▶ Text block
——————
I realize this thread is old, but I just came across it looking for help on this same issue i.e., Building a cross compiler in FreeBSD.
I too had some difficulty following the OSDev tutorial on building the cross-compiler in FreeBSD. I am fairly new to FreeBSD so I am sure this had a lot to do with it, however, the major issue I had was that binutils would not compile. To get around this, I hacked the Makefile and removed any references to building and or installing the documentation. Specifically info-recursive targets and related. However, seeing the last post in this thread, this may have been avoided if I had used gmake when building binutils instead of make. I also had to use gmake to build/compile gcc, which was missing from the OSDev tutorial.
One further issue I also had and am still confused about is the target triplet. Where can one find the possible options for the target triplet? I am specifically trying to build for a mips-freebsd target (which did not work). I eventually played around until mips-elf was accepted, but I am unsure whether the resulting executable will actually execute on the target as of yet.
I am also curious how the original poster's OS development is progressing? Any update to give or a separate thread detailing your work?

Thanks


----------



## junovitch@ (Jan 6, 2015)

Is this mailing list post below of use to you?  There have been efforts toward integrating an external build toolchain.  MIPS is not part of what is mentioned here yet but the work is in progress.  It may be worthwhile to look through the mailing list archives for further discussion on the efforts and see if you can make use of any of the information.

https://lists.freebsd.org/pipermail/freebsd-current/2014-November/053577.html


----------



## selekt (Jan 8, 2015)

junovitch said:


> Is this mailing list post below of use to you?  There have been efforts toward integrating an external build toolchain.  MIPS is not part of what is mentioned here yet but the work is in progress.  It may be worthwhile to look through the mailing list archives for further discussion on the efforts and see if you can make use of any of the information.
> 
> https://lists.freebsd.org/pipermail/freebsd-current/2014-November/053577.html



Unfortunately, I was not able to get any help from that link, but thanks anyways.

I was successful in building a 'naked' cross-compiler by pretty much following the OP's instructions, however, I had to define some environment variables like CC, CPP and CXX as per the Mac OS X instructions on the OSDev tutorial. I also confirmed that everything should be built using gmake and not FreeBSD's make.
Unfortunately, the naked cross-compiler is kind of useless since I was not successful in building libgcc for mips. During the build an error was encountered and I could not figure out how to solve the problem.
——————
▶ Material shown
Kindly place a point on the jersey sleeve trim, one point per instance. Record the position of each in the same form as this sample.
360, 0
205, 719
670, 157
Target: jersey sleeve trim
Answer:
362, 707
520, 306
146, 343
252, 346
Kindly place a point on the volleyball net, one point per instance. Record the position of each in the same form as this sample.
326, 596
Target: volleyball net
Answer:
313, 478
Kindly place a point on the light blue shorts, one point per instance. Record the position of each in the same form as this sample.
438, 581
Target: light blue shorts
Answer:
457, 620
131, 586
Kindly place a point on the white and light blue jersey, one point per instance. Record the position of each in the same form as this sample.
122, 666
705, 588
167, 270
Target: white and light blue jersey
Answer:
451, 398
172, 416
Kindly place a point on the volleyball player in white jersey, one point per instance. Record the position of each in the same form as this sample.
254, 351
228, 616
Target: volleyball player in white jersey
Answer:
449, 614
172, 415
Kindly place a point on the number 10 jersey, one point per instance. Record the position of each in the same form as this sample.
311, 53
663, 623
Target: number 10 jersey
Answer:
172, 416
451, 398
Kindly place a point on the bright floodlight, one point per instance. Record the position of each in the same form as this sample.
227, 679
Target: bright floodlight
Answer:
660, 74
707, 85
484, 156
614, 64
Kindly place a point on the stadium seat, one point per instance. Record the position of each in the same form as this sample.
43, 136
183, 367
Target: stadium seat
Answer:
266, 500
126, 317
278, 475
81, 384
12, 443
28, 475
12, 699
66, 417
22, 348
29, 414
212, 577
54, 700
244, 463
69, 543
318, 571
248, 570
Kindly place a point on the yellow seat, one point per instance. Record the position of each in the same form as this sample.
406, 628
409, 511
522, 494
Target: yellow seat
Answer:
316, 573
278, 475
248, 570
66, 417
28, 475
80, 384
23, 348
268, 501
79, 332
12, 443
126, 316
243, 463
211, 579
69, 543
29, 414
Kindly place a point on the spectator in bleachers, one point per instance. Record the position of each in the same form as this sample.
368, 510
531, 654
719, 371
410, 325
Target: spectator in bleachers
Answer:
——————
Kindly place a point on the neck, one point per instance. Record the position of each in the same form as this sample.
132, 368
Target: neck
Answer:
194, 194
——————
▶ Exercises to complete
a - Translate this sentence from the FreeBSD cross-compiler thread into Spanish: "I also confirmed that everything should be built using gmake and not FreeBSD's make."
b - In the FreeBSD cross-compiler thread, which target triplet was eventually accepted after the mips-freebsd target did not work?
c - Continue the FreeBSD cross-compiler thread from its final sentence.

▶ Answers for the exercise
a - También confirmé que todo debe compilarse con gmake y no con el make de FreeBSD.

b - mips-elf

c -
One method of building a fully functional cross-compiler I found was to use the source tree using 'make kernel-toolchain'. This method definitely works, but then now I'm stuck with the system compiler which I believe is gcc 4.2.1. If anyone can explain how to build gcc 4.9.2 from source targeting a mips platform I would be extremely grateful.


----------



## debguy (Jun 26, 2018)

this is from Linux From Scratch GNU/Linux x-lfs-2010 which i wrote myself

(it's a 100k script that can compile and install a whole distro non-stop, a custom LFS from a few squeeze .deb, if there are no broken URLs )

this is is the dependancy file for compiling the 2nd chroot (after squeeze compiles the first it is discarded, the mini LFS then compiles and is overwritten by the fresh compiles, and whala, a bootable wholely compiles 'nix.  but don't do it, it's for 2010   it is just a script that dl's .tar.gz, runs cc or ./configure or pmake, right down the list, until done.  the only key: complete list of depends, several work-arounds for environmental differences, work-arounds when "non-default" compile options are opted for, that the single script handles on a per case basis.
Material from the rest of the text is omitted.